THE INPUT -
* * *
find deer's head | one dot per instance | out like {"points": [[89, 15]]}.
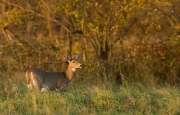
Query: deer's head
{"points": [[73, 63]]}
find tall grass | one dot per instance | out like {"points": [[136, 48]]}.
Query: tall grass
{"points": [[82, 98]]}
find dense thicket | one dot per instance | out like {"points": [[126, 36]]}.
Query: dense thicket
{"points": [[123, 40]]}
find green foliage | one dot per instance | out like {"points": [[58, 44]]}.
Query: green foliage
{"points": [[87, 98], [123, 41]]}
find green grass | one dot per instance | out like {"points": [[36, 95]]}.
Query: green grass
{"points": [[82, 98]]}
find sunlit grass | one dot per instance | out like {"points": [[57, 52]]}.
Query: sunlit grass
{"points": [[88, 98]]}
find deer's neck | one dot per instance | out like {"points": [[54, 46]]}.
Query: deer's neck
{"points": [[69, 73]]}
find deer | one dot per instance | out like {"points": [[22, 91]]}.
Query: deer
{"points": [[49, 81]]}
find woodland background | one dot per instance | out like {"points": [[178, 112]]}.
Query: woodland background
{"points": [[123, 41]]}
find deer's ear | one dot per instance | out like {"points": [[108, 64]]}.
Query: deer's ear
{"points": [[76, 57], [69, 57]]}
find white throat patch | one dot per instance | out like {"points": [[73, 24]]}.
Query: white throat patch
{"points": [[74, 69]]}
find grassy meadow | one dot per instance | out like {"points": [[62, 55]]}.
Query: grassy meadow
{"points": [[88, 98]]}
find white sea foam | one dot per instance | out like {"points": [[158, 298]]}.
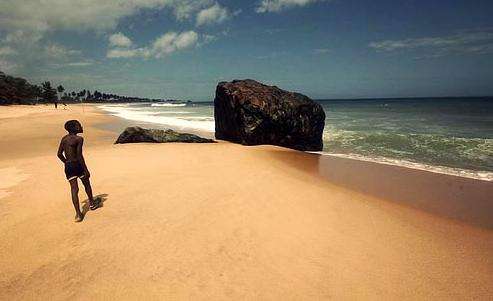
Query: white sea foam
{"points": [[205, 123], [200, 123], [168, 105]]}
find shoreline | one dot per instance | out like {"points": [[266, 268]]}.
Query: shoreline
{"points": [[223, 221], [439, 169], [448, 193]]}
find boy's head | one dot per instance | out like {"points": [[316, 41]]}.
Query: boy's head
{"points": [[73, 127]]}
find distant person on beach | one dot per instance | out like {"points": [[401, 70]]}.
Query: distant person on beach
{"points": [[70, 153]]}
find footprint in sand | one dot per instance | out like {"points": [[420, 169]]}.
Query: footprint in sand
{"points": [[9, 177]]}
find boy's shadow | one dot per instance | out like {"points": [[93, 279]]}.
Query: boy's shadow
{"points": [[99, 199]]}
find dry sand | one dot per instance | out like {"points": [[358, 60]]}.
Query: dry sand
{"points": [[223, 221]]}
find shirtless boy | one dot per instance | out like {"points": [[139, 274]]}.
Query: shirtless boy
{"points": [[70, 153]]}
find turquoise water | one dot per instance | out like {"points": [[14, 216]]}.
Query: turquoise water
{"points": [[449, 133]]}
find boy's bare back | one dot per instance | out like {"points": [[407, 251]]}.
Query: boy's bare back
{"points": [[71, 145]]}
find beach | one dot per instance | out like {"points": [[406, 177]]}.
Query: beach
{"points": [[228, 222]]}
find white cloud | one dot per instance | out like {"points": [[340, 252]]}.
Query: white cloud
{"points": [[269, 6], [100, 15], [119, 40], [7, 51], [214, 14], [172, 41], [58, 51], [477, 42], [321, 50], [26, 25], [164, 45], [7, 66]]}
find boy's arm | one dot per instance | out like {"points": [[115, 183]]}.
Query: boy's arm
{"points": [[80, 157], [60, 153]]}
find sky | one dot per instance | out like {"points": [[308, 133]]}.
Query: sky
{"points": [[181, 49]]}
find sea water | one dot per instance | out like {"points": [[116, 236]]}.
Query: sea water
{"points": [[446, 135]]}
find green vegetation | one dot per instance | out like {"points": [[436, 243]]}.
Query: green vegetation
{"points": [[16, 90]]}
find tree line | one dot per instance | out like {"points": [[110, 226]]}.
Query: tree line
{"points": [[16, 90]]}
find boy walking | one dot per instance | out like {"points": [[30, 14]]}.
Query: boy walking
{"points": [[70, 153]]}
* * *
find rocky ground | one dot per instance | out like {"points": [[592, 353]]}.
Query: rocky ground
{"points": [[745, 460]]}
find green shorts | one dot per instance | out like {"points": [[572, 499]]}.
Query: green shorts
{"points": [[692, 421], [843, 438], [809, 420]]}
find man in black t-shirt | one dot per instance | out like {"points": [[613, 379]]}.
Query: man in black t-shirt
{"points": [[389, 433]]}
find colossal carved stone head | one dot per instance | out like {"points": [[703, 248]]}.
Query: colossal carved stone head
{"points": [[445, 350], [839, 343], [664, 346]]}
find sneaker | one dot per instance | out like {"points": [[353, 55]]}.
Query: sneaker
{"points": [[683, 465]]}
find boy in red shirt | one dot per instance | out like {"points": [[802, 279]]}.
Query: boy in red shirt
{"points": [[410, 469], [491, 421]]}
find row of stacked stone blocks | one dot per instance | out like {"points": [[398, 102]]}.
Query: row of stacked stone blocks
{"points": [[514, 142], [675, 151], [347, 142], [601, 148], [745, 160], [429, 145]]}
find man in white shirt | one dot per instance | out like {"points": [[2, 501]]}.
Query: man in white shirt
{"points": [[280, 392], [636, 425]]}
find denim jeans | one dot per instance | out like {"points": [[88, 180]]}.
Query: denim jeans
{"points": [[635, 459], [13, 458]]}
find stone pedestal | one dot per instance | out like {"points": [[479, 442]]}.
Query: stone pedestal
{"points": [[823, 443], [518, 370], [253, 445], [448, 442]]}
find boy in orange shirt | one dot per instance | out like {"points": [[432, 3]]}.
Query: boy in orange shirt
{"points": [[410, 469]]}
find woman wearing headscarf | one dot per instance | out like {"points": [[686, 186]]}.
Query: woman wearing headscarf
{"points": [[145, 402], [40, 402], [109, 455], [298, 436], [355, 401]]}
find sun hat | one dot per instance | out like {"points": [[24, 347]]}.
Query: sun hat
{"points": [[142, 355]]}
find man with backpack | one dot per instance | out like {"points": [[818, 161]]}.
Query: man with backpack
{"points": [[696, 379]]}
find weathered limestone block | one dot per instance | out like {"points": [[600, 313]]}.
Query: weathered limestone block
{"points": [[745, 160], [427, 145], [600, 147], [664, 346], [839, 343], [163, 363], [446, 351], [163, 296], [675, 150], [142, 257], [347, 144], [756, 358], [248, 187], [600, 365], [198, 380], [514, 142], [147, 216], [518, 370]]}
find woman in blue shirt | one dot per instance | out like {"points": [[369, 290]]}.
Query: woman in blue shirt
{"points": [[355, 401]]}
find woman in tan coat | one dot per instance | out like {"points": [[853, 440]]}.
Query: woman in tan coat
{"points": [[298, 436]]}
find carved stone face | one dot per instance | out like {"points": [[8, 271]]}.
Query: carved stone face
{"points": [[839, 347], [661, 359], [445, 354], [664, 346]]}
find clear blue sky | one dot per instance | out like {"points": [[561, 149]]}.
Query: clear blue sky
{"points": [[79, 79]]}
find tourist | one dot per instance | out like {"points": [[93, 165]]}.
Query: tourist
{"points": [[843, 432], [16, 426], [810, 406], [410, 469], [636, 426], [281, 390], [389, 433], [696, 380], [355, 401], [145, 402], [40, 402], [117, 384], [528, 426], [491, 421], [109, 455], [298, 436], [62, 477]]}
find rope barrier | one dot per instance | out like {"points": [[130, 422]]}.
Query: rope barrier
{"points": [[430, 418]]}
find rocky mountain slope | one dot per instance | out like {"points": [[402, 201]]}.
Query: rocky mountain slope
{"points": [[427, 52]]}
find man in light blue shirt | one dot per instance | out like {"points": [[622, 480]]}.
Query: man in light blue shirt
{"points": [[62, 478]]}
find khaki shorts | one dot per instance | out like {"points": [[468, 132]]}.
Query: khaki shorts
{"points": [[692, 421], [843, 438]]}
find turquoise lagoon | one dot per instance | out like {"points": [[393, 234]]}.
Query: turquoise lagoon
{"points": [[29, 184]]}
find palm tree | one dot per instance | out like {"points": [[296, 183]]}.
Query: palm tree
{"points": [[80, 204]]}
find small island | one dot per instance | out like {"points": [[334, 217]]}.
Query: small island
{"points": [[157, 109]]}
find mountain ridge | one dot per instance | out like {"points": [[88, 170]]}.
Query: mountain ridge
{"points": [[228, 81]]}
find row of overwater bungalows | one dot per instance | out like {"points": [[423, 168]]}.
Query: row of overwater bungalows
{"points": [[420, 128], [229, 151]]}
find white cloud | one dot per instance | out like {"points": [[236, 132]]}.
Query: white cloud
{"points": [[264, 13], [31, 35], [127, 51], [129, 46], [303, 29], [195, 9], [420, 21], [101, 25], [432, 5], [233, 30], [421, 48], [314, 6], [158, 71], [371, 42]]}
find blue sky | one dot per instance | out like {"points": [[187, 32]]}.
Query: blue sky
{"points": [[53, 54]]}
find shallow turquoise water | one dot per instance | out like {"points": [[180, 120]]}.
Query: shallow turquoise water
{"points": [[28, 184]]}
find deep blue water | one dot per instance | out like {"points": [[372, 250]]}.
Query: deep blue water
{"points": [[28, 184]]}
* * *
WORK TASK - Above this task is a listing with pictures in it. Retype only the lines from the one containing "find deer's head" through the one containing "find deer's neck", both included, and not the pictures.

WORKED SOLUTION -
find deer's head | one dot per instance | out like {"points": [[89, 15]]}.
Query: deer's head
{"points": [[73, 63]]}
find tall grass | one dot per instance | out like {"points": [[136, 48]]}.
Query: tall grass
{"points": [[82, 98]]}
find dense thicket | one dot per instance | out like {"points": [[126, 36]]}.
Query: dense thicket
{"points": [[123, 40]]}
find green foliage | one dot per instance | out like {"points": [[58, 44]]}.
Query: green foliage
{"points": [[87, 98], [123, 41]]}
find green grass | one dot per instance | out like {"points": [[36, 95]]}.
Query: green grass
{"points": [[82, 98]]}
find sunlit grass | one dot per instance | out like {"points": [[57, 52]]}.
Query: sunlit grass
{"points": [[88, 98]]}
find deer's neck | one dot per instance | out like {"points": [[54, 46]]}.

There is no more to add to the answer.